In the post on powder packing density, what was the ellipsoid packing research carried out on?

═══ SOURCE PASSAGE ═══

Re: powder packing density!!!

From: Klas Boivie <>
Date: Tue Feb 24 2004 - 13:31:05 EET

Hmmm, particle packing densities....

The articles regarding the packing of ellipsoids can be read in
"Science" vol. 303, feb. 13 2004 pp 968-969 and pp 990-993, for those interested.

The suggested explanation for the close-to-theoretical particle packing
densities is the possibility for the ellipsoid particles rotate in the x-y
plane out of positions where a sphere would be in a locked position. This
possibility for orientation comes in handy when particles first randomly
are poured in a container and then vibrated for further densification.
However, the resarch was carried out on M&M candies, which have a size
range far above what would be practical for most SFF/RP applications, and
not the least important, has a nice smooth low friction surface. (Though
one might wonder if this is an explanation why there always seems to be
room for more sweets. ;-))

Particle packing properties are not only dependent on particle shape and
size range interval, another issue of significance, especially for the
small sized particles and particles of a light weight is the inner friction
from Van der Waals and electrostatic forces in the powder mass. The effect
of these forces on each individual particle is dependent on the
surface/mass ratio, which means that the more surface you've got in your
powder the more friction and the more adverse effect to interparticle
motion and high density particle packing packing arrangement. For most
shperical metal powders this effect can start to influence powder behaviour
in the size range interval just below -45 micron, for coarser shaped
particles the effect of inner friction in the powder mass may be an issue
already at 100 micron. In the interest of precision, size ranges above 100
micron would hardly be practical for most powder based SFF/RP eqiuipment.

═══ ROWS ═══

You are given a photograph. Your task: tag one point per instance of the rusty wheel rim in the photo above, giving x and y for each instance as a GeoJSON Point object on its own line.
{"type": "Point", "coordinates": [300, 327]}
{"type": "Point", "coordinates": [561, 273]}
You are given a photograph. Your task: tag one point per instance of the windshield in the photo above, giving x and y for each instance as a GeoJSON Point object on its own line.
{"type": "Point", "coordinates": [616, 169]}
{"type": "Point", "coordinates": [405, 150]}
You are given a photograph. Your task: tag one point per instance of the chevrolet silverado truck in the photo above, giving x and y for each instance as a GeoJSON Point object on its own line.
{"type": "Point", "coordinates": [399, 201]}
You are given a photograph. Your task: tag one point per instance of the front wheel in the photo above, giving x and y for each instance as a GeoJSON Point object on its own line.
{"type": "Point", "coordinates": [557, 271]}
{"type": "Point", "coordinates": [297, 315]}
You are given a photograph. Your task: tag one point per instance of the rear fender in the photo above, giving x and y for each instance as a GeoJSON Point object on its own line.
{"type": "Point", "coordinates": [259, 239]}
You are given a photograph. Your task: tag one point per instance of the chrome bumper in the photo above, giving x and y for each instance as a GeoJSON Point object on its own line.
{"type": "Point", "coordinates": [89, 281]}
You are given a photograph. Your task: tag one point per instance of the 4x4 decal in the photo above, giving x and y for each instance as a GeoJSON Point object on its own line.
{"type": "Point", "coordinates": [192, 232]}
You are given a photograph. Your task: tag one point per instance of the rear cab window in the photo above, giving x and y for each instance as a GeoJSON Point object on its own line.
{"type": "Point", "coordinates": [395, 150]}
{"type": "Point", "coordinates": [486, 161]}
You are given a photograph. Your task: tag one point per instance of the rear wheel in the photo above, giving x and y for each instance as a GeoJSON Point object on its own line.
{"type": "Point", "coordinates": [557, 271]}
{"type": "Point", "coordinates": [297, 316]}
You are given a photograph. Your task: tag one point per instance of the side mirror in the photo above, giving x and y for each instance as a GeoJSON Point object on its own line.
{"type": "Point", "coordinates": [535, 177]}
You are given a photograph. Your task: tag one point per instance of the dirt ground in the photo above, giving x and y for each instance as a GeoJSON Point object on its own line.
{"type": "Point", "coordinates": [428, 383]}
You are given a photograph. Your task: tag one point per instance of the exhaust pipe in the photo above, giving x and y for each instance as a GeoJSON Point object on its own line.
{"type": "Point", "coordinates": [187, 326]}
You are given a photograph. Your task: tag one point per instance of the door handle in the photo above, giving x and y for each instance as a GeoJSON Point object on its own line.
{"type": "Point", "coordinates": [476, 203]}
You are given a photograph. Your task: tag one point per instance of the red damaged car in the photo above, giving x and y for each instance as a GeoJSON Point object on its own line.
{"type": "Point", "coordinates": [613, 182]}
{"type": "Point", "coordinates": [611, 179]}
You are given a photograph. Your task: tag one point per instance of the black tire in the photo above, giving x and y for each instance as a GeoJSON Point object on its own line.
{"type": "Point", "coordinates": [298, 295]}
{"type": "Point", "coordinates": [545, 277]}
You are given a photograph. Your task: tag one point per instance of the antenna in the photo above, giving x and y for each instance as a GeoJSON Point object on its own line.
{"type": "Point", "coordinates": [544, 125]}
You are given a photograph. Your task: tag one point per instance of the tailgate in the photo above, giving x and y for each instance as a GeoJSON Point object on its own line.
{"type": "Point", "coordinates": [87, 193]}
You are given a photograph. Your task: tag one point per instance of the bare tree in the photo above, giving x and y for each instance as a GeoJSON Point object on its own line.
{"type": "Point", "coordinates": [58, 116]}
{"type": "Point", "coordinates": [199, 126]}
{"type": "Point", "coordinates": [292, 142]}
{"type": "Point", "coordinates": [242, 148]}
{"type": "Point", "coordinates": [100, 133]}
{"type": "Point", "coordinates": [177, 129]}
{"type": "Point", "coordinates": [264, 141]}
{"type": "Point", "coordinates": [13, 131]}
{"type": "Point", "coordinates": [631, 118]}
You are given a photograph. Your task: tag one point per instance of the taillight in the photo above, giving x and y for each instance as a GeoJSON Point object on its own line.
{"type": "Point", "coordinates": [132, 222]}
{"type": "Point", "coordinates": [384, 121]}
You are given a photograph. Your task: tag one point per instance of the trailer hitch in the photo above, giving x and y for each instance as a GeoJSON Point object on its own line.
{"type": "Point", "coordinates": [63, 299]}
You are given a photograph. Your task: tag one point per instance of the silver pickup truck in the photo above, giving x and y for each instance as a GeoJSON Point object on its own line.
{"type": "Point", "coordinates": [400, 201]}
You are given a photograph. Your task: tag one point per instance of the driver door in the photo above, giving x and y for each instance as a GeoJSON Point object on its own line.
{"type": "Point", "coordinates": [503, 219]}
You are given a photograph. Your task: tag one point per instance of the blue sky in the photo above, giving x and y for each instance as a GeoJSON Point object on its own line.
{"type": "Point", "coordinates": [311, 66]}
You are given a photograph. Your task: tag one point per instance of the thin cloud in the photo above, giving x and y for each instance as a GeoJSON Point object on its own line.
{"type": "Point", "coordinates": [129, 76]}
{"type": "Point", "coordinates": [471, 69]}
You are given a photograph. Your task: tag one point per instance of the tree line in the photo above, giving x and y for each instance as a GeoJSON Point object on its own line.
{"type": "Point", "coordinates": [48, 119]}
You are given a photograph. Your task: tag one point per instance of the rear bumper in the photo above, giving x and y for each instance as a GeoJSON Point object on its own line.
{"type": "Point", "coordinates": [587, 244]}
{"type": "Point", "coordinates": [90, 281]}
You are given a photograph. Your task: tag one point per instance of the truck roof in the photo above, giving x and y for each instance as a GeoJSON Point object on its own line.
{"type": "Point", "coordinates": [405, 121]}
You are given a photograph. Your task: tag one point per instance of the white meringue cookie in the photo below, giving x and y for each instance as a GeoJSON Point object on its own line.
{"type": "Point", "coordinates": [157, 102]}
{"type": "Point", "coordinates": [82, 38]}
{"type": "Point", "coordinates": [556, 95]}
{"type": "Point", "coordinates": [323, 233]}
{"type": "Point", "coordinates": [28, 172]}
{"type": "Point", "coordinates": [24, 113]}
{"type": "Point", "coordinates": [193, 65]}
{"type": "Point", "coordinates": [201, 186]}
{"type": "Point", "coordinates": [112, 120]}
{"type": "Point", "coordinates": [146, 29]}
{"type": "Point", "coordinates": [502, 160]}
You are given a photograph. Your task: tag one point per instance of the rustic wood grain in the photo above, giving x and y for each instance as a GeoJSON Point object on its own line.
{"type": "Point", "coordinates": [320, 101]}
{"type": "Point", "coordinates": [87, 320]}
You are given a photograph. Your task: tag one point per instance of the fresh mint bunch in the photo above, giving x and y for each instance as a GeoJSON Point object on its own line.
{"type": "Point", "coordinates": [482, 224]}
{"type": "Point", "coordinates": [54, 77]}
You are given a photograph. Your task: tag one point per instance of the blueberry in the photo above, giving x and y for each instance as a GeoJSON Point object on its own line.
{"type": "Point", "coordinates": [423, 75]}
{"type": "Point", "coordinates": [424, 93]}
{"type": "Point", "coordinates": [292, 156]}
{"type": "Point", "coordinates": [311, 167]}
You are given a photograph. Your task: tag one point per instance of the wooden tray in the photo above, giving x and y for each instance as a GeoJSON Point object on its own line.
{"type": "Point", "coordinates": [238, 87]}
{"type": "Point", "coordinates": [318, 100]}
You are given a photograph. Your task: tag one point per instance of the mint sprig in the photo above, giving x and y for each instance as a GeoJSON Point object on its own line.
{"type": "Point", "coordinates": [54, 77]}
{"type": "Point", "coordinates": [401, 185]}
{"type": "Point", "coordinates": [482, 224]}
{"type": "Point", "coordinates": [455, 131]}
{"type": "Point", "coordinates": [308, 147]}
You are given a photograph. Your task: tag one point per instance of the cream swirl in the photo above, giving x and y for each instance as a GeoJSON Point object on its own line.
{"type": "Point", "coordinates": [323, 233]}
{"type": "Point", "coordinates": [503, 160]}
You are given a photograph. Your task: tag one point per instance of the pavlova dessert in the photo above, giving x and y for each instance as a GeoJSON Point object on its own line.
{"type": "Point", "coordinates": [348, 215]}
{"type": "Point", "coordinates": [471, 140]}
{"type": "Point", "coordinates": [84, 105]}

═══

▶ **ANSWER TO THE PROBLEM**:
M&M candies.